■ EXERCISE ■
Rewrite the records below with each "photo" changed to "image" and everything else left as it is, omitting the pictures.

*** SUPPLIED MATERIAL

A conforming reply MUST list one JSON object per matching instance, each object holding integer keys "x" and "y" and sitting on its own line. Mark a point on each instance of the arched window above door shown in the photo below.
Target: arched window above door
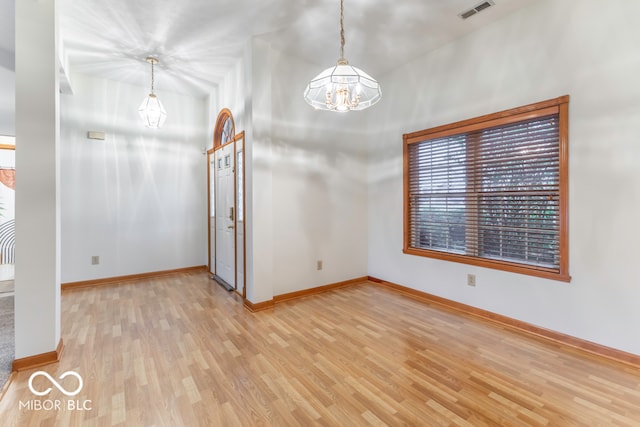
{"x": 224, "y": 130}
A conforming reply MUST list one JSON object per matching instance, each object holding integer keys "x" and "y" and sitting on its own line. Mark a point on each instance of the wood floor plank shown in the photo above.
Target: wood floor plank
{"x": 179, "y": 350}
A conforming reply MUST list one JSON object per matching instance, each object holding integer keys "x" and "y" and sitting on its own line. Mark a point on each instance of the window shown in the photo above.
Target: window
{"x": 492, "y": 191}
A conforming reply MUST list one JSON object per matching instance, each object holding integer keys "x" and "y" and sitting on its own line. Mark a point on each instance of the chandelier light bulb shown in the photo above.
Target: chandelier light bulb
{"x": 151, "y": 111}
{"x": 342, "y": 87}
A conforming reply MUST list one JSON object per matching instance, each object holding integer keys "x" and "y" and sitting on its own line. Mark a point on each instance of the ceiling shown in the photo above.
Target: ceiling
{"x": 198, "y": 41}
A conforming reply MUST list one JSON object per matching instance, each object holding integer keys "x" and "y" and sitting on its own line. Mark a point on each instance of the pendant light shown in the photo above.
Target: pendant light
{"x": 342, "y": 87}
{"x": 151, "y": 110}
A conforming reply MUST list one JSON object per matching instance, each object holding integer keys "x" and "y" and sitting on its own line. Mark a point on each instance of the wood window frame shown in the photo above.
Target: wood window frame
{"x": 558, "y": 106}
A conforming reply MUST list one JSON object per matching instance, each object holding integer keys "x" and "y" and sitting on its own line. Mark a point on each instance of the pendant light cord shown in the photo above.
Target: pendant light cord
{"x": 342, "y": 29}
{"x": 152, "y": 77}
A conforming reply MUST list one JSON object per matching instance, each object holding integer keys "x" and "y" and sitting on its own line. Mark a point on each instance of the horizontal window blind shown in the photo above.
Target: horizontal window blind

******

■ SOLUTION TO THIS TASK ■
A conforming reply MUST list one JSON object per matching instance, each object holding integer keys "x" and "y" and sitting on its own line. Mark a point on each instance of the arched window above door shown in the image below.
Target: arched window above door
{"x": 224, "y": 130}
A conforming reply MUST list one JSON object per matching instance, each object holding integer keys "x" and "y" and sitting on its own line. Mark a point on each instance of the wood floor plank shown in the image above.
Target: wood floor plank
{"x": 179, "y": 350}
A conforming reply MUST list one JSON object per matching instance, each object holding integer keys "x" and "y" and sitting on its own line. Mark a point on each instance of the window shown in the image above.
Target: window
{"x": 492, "y": 191}
A conforming reply MUST list one JSON object per matching instance, each object holding integer keys "x" and "y" and sitting on its own line. Mark a point on each instance of the chandelier light bulb shown in the image above.
Target: chandelier light bulb
{"x": 151, "y": 111}
{"x": 342, "y": 87}
A conforming reply MUST list one JSON object per matching instance, each object holding integer keys "x" and "y" and sitting on its own line. Mark a point on each instance of the ceiling shown in the image above.
Target: ceiling
{"x": 198, "y": 41}
A conforming reply MUST list one JSON object per matching instance, each object holding integer keys "x" and "y" and sitting on its own line. Mark a point on each instance of the pendant light shown in the image above.
Target: pendant light
{"x": 342, "y": 87}
{"x": 151, "y": 110}
A conforming reply MUST list one JSON object per matching instance, each object holding integer keys "x" and "y" and sitting on its own line. Mark a point on each instance of the wood window frame shown in the image above.
Target: wood window frame
{"x": 558, "y": 106}
A conforming reply MUST list one JSON object per matching instance, each object holding integer keys "x" and "y" and sitting on its own line. Mark a point on each instance of the pendant light cord shown in the image above.
Target: pendant light cord
{"x": 342, "y": 29}
{"x": 152, "y": 77}
A conforming reply MUST list one JSON object per matching instance, each object holding integer keys "x" and "y" and sitting on its own line. Mark a point on each instance of the horizontal window blind shown in the image above.
Target: horizontal window blind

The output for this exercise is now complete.